• _Assigned task_
A single figure is wanted: the count of lines below containing the string "jacket".

(Stored items from a collection)
↓

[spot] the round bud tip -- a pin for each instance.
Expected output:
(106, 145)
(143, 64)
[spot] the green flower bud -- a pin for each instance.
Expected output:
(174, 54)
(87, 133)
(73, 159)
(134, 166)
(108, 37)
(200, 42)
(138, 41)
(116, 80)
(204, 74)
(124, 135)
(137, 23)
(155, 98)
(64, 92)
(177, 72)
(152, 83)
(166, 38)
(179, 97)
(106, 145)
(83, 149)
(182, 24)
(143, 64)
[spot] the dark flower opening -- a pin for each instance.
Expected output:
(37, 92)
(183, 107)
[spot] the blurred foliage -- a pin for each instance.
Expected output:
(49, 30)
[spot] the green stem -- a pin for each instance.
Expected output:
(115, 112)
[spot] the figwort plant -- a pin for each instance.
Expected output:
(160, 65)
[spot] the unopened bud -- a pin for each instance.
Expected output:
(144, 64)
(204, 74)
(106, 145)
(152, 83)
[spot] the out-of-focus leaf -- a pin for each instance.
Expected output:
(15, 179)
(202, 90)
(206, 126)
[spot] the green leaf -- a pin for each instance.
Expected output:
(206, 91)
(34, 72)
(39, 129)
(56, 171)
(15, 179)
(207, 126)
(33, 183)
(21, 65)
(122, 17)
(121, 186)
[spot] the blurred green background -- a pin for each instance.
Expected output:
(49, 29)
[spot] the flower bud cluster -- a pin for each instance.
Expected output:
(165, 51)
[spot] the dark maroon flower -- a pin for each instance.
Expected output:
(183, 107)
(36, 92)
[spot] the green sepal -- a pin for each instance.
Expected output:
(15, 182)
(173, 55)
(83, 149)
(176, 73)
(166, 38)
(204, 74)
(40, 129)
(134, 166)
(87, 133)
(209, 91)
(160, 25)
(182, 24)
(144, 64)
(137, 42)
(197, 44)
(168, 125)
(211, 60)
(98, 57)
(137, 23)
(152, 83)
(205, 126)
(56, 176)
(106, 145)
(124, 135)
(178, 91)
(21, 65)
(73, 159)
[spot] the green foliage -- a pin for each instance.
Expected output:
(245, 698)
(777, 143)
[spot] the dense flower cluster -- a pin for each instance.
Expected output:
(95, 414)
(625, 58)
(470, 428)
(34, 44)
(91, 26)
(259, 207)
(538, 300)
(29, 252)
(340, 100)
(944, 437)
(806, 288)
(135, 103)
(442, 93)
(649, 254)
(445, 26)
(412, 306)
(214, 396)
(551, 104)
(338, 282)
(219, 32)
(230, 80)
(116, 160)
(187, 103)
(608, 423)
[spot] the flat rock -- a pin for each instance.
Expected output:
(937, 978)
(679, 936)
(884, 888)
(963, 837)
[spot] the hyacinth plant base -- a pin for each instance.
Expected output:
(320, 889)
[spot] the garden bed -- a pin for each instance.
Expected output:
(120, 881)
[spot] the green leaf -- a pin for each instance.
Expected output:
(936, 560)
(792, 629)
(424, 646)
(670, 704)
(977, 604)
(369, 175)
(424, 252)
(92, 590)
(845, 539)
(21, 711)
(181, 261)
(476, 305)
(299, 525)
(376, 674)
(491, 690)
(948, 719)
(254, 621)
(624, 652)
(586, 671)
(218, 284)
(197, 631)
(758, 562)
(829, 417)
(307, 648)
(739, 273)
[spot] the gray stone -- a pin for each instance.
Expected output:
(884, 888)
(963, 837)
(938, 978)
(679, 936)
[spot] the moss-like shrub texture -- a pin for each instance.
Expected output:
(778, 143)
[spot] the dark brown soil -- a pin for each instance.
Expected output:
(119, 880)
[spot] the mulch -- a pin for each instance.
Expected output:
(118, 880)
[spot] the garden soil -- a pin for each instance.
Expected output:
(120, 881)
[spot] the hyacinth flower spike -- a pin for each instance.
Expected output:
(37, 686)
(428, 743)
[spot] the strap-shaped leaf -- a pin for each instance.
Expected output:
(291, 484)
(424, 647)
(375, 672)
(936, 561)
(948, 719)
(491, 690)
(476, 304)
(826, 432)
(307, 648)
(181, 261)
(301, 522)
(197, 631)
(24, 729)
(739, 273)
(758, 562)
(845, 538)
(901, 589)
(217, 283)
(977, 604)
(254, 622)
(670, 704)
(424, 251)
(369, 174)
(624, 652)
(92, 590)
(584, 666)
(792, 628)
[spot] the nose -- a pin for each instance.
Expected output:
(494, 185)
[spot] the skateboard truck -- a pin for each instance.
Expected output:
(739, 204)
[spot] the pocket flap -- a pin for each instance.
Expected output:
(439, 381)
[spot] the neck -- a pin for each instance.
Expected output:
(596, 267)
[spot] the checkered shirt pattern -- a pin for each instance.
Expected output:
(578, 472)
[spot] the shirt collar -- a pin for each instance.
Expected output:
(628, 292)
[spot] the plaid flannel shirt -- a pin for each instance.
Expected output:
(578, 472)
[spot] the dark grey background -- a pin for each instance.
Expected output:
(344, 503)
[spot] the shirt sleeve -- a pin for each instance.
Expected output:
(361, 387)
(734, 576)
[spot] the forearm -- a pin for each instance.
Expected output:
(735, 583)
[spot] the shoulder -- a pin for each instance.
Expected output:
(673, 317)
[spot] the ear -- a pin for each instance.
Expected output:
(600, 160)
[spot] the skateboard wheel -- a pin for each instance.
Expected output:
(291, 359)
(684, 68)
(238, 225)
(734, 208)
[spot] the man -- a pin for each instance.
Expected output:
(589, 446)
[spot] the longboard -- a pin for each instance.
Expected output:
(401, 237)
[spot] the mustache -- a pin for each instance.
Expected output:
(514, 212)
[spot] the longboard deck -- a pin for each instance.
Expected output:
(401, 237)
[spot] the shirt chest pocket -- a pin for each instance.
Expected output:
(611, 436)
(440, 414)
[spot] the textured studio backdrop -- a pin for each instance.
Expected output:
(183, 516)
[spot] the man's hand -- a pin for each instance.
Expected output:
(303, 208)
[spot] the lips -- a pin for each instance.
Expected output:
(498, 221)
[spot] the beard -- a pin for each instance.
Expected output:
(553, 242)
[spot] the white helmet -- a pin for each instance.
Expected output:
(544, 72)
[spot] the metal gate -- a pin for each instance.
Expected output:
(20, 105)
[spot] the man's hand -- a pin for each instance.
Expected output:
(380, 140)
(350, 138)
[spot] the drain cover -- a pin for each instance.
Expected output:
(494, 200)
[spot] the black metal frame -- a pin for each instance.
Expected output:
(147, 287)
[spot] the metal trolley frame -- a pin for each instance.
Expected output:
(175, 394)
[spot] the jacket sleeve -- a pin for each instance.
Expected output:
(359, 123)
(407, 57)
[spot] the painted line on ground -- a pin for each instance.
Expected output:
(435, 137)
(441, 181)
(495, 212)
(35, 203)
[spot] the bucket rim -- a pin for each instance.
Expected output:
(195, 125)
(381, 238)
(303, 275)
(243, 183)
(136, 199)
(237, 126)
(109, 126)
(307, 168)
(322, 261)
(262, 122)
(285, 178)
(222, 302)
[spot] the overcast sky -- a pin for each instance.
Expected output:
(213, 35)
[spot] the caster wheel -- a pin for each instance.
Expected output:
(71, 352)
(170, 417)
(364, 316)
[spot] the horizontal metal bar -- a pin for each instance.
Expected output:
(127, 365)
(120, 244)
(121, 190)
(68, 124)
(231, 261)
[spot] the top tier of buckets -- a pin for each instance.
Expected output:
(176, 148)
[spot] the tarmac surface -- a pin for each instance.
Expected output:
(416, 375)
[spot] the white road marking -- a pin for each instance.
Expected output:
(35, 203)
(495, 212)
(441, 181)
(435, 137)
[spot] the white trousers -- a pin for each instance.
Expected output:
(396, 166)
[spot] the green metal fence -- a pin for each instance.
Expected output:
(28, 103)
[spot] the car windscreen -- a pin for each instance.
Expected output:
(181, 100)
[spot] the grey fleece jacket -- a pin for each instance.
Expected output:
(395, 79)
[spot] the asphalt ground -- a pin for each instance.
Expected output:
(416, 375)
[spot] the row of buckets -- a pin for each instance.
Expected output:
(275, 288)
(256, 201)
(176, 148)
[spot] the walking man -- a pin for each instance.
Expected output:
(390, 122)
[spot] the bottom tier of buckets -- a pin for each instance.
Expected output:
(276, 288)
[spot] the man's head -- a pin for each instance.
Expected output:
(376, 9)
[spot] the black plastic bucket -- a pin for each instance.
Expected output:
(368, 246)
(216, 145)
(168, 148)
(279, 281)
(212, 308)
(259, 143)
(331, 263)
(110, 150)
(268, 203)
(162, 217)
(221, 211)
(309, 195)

↑

• _Answer to this problem_
2